• Work request:
This exercise calls for the records to be repeated in full, exactly as written.

Records from a dataset

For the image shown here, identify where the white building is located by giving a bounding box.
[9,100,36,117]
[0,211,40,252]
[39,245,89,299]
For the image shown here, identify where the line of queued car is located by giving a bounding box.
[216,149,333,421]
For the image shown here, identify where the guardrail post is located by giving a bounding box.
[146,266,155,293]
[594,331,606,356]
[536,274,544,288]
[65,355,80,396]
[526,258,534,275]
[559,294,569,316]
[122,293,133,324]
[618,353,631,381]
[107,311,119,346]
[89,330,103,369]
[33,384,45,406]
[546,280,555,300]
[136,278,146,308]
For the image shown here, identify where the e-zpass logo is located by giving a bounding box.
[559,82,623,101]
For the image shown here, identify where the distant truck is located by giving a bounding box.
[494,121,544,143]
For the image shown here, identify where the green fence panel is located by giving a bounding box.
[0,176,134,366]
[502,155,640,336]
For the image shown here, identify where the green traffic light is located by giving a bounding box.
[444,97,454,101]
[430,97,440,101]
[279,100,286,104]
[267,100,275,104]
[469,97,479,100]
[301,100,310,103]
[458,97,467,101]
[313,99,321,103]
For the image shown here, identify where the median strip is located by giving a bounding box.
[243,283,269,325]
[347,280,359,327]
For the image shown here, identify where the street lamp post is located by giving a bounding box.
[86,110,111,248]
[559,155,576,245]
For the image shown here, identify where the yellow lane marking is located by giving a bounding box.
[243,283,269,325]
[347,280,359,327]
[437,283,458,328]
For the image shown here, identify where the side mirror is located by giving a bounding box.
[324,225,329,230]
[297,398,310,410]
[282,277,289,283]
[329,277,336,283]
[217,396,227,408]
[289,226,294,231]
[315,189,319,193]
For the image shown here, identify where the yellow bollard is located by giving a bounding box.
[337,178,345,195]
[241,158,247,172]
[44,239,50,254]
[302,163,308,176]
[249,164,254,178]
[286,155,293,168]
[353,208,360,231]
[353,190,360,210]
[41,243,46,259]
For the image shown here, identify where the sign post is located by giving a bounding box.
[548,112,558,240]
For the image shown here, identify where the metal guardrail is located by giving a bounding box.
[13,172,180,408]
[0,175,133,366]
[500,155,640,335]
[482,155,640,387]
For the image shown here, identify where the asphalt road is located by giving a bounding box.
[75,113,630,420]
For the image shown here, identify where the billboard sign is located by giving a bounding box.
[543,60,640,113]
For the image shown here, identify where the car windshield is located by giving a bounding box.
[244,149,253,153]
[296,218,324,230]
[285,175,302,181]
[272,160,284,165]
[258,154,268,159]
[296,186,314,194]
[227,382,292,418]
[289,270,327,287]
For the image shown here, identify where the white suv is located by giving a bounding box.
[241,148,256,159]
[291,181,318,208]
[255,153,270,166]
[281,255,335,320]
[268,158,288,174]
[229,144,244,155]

• Completed task:
For the image shown here, identify where the white building is located by giving a bounding box.
[9,100,36,117]
[0,211,40,252]
[39,245,89,299]
For the image shown here, identify where the line of queued car is located by giving a bounding box.
[216,149,333,421]
For the image shown here, identify where the guardrail post is located by giving a bounding box.
[146,266,155,293]
[594,331,606,356]
[536,274,544,288]
[65,355,80,396]
[526,258,534,275]
[559,294,569,316]
[122,293,133,324]
[618,353,631,381]
[107,311,119,346]
[89,330,103,369]
[33,384,45,406]
[546,280,555,300]
[136,278,146,308]
For the image shown here, identify where the e-zpass logo is located by giving a bounding box.
[559,82,623,101]
For the image shown here, identify where the distant truck is located by giving a bounding box.
[494,121,544,143]
For the image shown here, identify where the green fence panel is located by giving a bounding box.
[0,176,134,366]
[502,155,640,336]
For the image shown here, identify where the green traffic light is located by giving a bounding box.
[444,97,454,101]
[430,97,440,101]
[279,100,286,104]
[267,100,275,104]
[469,97,479,100]
[301,100,310,103]
[458,97,467,101]
[313,99,321,103]
For the image shown here, identify where the median strip is located by giving a bounding box.
[243,283,269,325]
[347,280,359,327]
For the image shown here, identify where the street lamp post is located by giving a bounding box.
[86,110,111,248]
[559,155,576,245]
For the image shown here, identify where the yellow lane marking is located by giving a bounding box.
[243,283,269,325]
[347,280,359,327]
[437,283,458,328]
For the image shown here, identify where the side mirror is located by giving a bounding box.
[324,225,329,230]
[297,398,310,410]
[282,277,289,283]
[329,277,336,283]
[217,396,227,408]
[289,226,294,231]
[315,189,319,193]
For the image shown here, identify where the yellow bollard is located by giving a bounding box.
[337,178,345,195]
[241,158,247,172]
[44,239,50,254]
[302,163,308,176]
[249,164,254,178]
[286,155,293,168]
[353,208,360,231]
[353,190,360,210]
[41,243,46,259]
For the image shown here, identify where the sign post is located by giving a bounding box.
[548,112,558,240]
For the image shown here, identify where the metal guardrail is located by giving a bounding box.
[13,172,180,408]
[0,175,133,366]
[500,155,640,335]
[482,155,640,387]
For the image shown here, identify where the asphalt road is located by giving a bounding box.
[75,113,630,420]
For the image shown here, identify where the billboard sign is located by giving a bounding box.
[543,60,640,113]
For the image shown here, identify where the car windshield is located by giving a bounding box.
[244,149,253,153]
[296,218,324,230]
[285,175,302,181]
[272,160,284,165]
[258,154,268,159]
[296,186,314,194]
[227,382,292,418]
[289,270,327,287]
For the image shown here, identify where the white suv is located by giving a bounding box.
[241,148,256,159]
[291,181,318,208]
[255,153,270,166]
[281,255,335,320]
[268,158,288,174]
[229,144,244,155]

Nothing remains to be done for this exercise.